[Items from a data source]
= = = =
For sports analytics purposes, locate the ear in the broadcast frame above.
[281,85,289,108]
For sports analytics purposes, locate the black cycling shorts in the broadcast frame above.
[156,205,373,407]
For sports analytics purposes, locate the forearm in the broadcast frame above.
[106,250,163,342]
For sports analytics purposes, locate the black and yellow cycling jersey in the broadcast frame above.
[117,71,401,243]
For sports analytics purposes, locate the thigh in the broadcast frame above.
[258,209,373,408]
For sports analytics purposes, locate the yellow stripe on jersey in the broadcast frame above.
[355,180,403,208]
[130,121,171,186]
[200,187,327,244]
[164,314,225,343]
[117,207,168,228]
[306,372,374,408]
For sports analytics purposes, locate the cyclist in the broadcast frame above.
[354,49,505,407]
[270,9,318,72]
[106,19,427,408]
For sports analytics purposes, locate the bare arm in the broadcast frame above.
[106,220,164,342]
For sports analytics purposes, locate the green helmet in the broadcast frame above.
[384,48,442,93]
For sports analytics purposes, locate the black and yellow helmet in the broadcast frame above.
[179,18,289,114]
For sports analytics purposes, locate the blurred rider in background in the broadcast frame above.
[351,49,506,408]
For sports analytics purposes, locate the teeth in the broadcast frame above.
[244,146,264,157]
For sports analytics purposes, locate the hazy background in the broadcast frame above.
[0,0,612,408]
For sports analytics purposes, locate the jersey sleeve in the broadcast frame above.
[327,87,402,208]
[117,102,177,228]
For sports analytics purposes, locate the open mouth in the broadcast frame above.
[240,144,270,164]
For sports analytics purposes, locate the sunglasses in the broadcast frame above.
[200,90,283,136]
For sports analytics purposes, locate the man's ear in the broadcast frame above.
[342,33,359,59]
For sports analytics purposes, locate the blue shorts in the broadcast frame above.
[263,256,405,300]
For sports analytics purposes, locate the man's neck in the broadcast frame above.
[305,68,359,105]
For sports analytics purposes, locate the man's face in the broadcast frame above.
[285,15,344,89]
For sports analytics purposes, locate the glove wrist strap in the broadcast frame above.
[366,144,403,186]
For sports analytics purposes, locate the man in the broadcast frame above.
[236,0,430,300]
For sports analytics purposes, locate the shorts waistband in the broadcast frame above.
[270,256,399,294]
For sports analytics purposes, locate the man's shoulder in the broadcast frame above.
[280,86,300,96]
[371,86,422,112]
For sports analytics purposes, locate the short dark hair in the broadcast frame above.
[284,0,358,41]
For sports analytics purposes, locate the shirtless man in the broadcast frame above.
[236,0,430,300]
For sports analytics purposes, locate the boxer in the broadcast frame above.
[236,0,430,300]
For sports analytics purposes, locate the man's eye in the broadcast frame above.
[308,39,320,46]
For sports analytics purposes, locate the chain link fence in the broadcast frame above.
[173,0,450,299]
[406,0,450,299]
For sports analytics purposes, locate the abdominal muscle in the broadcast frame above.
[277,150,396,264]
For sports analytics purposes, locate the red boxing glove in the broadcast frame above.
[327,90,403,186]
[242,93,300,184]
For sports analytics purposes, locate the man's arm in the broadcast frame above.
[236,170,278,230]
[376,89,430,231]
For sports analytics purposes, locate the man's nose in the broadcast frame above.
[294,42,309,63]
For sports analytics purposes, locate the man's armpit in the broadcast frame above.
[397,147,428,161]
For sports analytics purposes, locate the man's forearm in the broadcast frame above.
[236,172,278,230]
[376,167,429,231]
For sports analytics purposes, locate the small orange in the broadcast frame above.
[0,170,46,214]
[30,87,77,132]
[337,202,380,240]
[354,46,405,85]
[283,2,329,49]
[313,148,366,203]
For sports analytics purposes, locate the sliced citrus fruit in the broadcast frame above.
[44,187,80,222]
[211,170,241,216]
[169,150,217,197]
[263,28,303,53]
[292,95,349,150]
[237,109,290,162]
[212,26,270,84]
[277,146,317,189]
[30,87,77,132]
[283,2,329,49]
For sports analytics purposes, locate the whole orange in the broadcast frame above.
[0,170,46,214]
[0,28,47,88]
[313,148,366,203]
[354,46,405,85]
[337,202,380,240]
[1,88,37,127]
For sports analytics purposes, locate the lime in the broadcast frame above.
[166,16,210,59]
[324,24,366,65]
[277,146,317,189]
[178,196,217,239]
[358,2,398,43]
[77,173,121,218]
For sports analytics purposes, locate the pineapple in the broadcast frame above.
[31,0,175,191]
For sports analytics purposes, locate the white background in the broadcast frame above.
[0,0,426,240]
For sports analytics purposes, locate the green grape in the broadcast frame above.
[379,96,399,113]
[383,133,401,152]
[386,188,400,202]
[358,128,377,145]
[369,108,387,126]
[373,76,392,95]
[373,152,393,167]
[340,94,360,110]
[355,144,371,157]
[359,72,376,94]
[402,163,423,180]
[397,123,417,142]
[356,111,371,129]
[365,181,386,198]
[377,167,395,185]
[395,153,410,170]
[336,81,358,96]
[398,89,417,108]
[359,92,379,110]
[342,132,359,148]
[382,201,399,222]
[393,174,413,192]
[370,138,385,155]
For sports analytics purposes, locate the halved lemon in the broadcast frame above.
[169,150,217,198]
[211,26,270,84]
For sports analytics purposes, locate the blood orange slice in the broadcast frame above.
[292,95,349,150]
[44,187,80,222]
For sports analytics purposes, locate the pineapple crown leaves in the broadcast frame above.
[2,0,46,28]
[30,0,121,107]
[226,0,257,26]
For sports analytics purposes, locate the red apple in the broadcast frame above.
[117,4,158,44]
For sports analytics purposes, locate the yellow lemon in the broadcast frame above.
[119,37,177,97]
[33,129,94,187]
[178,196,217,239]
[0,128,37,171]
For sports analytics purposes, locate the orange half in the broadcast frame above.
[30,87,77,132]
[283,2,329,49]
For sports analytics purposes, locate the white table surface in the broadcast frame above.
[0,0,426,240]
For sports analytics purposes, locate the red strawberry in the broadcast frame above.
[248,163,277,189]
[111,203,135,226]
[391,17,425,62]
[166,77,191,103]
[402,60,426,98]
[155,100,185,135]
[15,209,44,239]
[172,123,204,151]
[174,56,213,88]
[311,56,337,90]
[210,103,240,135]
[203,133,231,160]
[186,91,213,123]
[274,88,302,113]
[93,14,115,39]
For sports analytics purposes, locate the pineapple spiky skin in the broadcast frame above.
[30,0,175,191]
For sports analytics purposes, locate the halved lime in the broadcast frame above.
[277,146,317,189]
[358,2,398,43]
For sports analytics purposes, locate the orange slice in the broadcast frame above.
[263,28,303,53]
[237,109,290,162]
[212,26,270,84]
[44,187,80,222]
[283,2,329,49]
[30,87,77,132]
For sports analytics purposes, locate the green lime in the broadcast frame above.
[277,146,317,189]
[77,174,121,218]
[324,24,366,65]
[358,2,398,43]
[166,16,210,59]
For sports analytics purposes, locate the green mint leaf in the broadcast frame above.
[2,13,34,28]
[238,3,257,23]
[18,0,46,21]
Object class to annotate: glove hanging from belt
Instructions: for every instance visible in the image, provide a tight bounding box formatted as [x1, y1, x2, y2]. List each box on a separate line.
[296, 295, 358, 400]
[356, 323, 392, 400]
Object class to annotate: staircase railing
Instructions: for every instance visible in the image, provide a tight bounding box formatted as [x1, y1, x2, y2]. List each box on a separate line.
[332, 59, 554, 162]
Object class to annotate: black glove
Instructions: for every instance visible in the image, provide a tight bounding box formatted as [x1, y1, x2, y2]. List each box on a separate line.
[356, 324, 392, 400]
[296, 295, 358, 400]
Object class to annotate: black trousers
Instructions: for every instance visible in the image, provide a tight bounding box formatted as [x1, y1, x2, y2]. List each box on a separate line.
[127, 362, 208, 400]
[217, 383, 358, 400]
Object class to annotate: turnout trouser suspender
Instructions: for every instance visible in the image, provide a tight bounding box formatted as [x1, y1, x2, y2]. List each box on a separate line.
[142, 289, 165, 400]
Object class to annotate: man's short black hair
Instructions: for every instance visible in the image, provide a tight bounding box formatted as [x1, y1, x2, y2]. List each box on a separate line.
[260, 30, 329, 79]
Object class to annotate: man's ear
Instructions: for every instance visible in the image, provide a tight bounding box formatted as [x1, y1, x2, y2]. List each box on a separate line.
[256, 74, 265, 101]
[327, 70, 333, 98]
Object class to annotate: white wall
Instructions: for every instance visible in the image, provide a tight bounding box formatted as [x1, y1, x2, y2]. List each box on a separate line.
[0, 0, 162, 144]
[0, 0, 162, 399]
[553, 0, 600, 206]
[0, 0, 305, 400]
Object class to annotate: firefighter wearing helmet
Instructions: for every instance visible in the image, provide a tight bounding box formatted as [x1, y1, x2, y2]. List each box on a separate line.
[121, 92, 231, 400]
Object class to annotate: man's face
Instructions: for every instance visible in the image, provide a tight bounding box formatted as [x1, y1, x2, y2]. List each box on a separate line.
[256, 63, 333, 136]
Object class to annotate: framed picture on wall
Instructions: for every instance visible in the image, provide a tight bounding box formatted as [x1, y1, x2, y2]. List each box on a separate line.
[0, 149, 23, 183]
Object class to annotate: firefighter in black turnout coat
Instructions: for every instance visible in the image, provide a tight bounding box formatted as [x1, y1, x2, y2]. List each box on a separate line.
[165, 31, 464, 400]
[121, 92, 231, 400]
= = = =
- [EXERCISE TASK] Copy the data from its first line through the line that contains "[258,209,373,408]", substituting "lower arm" for "forearm" and leaving everything else the same.

- [THE RESPONSE]
For sports analytics purposes, locate the ear in the broadcast frame above.
[281,85,289,108]
For sports analytics purposes, locate the black cycling shorts in the broadcast frame above.
[156,205,373,407]
For sports analytics purposes, locate the lower arm in the broadcast frame above.
[106,250,163,342]
For sports analytics purposes, locate the black and yellow cycling jersey in the broadcast frame above.
[117,71,401,243]
For sports analytics purposes, locate the thigh in the broadcast frame above.
[258,209,373,408]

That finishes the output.